- TASK DESCRIPTION: "Target: golf cart" appears in one line of the listing below; retype that line and every later line exactly, stopping at the end, and nothing else.

- ENTRIES SUPPLIED:

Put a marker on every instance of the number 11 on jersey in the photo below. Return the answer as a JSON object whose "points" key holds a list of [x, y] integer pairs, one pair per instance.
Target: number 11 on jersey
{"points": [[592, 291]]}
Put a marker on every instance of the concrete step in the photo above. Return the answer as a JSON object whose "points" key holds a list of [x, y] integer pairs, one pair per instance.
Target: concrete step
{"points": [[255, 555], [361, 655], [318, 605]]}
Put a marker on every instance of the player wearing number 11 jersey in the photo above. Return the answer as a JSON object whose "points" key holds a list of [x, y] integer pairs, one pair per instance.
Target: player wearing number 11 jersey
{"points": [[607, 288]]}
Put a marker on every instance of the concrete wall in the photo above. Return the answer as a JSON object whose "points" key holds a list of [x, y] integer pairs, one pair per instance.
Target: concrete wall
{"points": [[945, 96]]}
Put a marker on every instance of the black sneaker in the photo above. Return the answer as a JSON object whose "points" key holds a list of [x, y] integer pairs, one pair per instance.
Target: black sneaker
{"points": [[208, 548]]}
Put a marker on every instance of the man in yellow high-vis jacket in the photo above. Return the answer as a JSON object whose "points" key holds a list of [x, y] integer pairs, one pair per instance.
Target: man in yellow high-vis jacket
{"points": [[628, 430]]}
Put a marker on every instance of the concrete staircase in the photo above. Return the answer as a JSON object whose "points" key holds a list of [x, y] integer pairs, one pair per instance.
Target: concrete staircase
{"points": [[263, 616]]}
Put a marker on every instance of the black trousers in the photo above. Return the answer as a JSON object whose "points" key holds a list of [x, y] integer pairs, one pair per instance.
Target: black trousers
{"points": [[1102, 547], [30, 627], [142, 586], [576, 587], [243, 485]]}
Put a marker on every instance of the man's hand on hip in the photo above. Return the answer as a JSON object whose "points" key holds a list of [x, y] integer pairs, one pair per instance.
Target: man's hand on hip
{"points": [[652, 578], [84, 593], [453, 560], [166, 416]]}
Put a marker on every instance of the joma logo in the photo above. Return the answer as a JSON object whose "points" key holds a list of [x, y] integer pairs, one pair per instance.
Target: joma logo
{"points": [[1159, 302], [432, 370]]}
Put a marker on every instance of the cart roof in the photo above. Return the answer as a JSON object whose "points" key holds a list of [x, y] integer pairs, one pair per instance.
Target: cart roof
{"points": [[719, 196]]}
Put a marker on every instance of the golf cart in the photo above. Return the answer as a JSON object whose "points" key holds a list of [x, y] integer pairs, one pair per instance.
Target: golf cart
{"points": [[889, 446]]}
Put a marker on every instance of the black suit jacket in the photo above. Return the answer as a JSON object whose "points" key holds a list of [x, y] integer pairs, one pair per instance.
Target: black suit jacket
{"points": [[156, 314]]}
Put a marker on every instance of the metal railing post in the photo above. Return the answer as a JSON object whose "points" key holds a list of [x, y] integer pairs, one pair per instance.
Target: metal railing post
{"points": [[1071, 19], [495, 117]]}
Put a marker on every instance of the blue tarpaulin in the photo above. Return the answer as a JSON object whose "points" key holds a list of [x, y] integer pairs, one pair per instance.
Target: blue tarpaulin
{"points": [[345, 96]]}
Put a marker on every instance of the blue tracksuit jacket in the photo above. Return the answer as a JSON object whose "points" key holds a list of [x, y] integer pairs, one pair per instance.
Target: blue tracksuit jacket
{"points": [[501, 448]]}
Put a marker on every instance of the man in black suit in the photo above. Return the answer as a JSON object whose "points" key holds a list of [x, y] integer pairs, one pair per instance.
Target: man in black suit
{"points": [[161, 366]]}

- EXERCISE OUTPUT:
Target: golf cart
{"points": [[889, 446]]}
Put a marker on every instance of the black suit jacket in the photo above. Return the answer as a JSON object whose "points" key holds a list of [x, y] integer pairs, one pair per instance.
Target: black suit jacket
{"points": [[156, 314]]}
Put a marker on every instance of the metal railing post in the photo above. Return the answer as a JSON object whose "points" key holds a list of [x, y] integer pairs, one pair per instance.
Target: metal railing post
{"points": [[1071, 19], [495, 117]]}
Put a marker on every instance of the blue tarpaulin in the photo above. Return the answer as a JSON object whose "points" key holds a list of [x, y] integer pairs, one pair per instance.
Target: blue tarpaulin
{"points": [[345, 96]]}
Put a marker on every instance of the blue tracksuit jacket in the photo above. Return the answer as a JSON object whose "points" key holds a list of [x, y] integer pairs, one pair per instance.
Target: blue tracksuit jacket
{"points": [[501, 448]]}
Put a marker on every instance of the man in black suit in the photo above. Return the answer as a JSON object whose "points" key holds a list of [x, y] integer pairs, one pair per instance.
Target: man in black suit
{"points": [[161, 366]]}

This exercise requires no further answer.